→ PROBLEM DETAILS: On the basis of the records below, report how many lines contain the word "ocean". Nothing else should be given.

→ SOURCE MATERIAL:
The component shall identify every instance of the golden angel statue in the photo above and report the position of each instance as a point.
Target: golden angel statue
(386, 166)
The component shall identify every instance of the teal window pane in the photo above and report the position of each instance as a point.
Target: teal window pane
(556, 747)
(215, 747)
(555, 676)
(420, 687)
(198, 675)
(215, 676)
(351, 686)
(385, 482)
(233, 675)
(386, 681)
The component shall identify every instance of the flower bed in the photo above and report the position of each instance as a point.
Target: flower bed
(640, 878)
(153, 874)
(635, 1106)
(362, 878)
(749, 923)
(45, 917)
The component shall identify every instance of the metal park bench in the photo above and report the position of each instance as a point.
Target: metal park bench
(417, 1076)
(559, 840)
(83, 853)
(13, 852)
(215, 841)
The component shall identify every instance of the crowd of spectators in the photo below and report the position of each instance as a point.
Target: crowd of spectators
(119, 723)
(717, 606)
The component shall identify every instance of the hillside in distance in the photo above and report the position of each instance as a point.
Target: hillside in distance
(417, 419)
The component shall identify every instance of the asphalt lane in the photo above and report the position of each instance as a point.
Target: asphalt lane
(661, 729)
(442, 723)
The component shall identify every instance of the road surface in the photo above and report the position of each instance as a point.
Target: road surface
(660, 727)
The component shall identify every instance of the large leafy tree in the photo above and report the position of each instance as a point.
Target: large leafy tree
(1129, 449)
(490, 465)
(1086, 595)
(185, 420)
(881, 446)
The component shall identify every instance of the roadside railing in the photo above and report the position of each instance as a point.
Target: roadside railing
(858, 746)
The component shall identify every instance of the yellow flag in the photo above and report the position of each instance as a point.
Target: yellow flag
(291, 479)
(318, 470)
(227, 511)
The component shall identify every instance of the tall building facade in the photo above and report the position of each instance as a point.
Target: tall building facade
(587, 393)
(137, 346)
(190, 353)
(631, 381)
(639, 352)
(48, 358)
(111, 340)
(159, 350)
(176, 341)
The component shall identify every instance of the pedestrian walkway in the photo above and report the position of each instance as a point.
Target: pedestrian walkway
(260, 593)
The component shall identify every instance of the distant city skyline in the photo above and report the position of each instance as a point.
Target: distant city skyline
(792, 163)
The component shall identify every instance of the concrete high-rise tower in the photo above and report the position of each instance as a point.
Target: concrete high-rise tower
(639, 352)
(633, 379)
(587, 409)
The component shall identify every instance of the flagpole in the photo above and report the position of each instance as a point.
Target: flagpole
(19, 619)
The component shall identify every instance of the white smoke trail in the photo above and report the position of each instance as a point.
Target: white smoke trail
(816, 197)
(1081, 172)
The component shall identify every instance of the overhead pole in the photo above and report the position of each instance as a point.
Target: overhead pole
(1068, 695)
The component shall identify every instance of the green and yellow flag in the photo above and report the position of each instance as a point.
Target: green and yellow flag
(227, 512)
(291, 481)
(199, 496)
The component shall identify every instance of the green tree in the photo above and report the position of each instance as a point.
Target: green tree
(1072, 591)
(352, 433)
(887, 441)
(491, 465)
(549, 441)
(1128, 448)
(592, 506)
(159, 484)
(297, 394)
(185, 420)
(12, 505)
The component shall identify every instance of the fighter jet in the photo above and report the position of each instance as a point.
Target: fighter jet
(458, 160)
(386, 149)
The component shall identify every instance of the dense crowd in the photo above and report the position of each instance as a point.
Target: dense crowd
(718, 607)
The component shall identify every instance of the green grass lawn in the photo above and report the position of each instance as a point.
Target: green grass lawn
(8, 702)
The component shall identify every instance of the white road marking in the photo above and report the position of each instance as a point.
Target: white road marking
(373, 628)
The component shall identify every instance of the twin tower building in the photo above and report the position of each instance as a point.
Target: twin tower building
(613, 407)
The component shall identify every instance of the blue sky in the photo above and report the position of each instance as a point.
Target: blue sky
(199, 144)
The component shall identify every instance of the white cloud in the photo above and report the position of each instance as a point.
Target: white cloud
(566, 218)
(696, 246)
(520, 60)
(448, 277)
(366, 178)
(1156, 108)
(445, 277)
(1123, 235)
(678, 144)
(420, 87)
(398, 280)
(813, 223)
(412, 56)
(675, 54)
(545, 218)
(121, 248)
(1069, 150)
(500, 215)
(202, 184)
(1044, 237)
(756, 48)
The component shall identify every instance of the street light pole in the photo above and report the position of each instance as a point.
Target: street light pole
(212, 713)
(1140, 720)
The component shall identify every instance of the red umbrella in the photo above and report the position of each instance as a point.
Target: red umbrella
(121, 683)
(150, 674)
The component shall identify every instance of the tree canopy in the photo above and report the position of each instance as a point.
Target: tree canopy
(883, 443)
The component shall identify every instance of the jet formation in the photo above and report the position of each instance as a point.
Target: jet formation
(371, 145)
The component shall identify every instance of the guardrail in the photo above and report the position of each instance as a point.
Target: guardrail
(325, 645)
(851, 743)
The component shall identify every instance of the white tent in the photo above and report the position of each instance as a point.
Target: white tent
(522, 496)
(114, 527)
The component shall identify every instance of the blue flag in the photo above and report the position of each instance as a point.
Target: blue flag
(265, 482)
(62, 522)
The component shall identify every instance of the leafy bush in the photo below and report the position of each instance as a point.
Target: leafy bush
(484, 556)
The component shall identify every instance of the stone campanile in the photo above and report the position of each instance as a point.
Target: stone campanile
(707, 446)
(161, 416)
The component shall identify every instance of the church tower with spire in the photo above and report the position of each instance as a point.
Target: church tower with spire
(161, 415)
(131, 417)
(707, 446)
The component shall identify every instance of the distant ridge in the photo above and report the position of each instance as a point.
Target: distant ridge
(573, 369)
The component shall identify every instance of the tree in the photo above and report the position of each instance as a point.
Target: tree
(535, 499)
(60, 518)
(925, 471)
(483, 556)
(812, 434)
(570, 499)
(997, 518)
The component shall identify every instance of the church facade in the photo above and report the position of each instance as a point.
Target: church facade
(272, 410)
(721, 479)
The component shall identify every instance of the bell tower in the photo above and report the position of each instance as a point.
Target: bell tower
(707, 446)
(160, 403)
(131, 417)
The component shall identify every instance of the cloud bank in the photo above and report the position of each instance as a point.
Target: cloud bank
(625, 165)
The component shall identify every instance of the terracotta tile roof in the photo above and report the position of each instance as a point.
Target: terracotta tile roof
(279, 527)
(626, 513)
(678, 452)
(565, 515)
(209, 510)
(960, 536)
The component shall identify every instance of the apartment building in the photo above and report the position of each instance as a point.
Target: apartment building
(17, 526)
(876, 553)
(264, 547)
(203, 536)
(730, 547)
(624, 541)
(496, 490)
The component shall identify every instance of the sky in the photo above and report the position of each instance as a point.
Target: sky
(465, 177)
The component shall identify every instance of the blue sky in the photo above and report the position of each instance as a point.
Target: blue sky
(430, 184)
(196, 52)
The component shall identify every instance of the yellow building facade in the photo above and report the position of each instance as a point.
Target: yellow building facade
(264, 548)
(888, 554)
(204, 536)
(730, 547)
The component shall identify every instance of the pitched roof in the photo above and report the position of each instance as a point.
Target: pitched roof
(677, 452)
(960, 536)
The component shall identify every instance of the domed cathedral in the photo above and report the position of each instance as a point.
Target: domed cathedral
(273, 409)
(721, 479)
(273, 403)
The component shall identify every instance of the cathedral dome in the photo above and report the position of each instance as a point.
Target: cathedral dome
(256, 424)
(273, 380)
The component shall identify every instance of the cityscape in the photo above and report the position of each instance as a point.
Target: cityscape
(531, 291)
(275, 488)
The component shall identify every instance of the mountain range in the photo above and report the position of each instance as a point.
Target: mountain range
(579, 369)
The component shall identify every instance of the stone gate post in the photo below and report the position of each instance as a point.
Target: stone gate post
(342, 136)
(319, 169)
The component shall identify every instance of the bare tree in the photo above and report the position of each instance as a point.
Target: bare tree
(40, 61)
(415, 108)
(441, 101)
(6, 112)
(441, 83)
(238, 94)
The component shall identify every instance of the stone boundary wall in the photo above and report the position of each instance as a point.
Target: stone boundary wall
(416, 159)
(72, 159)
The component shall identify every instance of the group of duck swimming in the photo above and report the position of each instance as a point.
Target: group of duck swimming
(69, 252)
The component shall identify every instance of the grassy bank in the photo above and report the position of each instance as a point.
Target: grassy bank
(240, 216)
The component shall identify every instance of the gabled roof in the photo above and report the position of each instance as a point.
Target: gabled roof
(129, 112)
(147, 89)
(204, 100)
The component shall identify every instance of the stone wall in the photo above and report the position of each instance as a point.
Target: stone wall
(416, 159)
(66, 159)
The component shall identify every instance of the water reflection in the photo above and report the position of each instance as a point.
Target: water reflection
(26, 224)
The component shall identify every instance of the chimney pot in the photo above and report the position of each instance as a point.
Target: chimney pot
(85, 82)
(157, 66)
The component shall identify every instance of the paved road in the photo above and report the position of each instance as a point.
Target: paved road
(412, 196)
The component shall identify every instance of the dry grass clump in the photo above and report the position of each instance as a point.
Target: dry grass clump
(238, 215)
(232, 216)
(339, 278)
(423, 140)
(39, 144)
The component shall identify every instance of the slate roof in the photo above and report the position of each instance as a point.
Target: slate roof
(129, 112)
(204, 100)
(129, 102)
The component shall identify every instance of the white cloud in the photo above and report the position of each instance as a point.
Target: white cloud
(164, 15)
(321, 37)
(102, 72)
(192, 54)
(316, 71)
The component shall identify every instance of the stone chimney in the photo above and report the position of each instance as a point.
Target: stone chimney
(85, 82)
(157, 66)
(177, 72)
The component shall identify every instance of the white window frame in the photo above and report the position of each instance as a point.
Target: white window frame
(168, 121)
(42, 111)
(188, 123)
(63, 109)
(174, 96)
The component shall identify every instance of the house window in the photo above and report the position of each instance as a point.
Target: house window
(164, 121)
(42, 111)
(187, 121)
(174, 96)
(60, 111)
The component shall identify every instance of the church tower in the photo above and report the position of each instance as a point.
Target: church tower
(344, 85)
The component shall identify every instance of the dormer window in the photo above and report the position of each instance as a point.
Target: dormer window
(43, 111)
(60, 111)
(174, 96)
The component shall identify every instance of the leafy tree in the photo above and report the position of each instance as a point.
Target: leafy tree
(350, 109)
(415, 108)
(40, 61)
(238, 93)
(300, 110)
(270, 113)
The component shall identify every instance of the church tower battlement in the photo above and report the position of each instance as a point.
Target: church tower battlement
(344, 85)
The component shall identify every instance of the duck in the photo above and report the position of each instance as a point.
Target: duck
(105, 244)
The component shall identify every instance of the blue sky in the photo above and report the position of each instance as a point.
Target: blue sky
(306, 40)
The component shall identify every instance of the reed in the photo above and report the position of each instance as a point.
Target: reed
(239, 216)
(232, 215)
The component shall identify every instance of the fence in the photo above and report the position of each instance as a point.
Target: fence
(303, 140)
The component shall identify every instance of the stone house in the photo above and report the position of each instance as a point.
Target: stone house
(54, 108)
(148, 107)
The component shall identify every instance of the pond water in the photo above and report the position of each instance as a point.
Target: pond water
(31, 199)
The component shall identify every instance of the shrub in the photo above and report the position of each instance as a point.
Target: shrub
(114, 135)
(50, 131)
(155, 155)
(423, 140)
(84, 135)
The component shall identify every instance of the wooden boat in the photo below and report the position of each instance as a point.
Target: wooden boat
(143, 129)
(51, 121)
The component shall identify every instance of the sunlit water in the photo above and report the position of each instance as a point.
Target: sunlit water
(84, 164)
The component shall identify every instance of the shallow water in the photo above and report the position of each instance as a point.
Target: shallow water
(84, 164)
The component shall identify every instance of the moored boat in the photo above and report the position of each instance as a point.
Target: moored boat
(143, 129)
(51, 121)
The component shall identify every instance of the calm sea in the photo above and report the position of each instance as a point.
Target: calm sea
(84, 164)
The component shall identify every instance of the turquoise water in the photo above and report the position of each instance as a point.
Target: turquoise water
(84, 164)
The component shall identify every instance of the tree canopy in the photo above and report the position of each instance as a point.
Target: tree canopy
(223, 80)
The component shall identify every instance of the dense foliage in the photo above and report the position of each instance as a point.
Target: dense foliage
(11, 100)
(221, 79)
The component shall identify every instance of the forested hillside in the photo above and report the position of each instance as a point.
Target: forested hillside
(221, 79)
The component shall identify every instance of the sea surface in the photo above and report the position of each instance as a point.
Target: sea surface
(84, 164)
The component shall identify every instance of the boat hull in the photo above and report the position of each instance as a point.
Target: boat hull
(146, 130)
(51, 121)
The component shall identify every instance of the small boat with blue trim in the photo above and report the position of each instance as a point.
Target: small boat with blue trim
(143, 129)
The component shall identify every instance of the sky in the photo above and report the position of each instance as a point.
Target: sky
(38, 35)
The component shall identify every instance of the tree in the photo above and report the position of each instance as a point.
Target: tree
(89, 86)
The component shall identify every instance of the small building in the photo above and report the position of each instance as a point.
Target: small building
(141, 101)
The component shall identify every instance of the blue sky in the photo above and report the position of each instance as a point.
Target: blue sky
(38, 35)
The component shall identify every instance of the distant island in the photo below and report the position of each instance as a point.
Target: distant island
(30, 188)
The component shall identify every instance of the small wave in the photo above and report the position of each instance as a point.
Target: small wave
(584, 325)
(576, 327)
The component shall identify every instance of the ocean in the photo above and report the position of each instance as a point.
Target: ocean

→ OUTPUT OF THE TASK: 2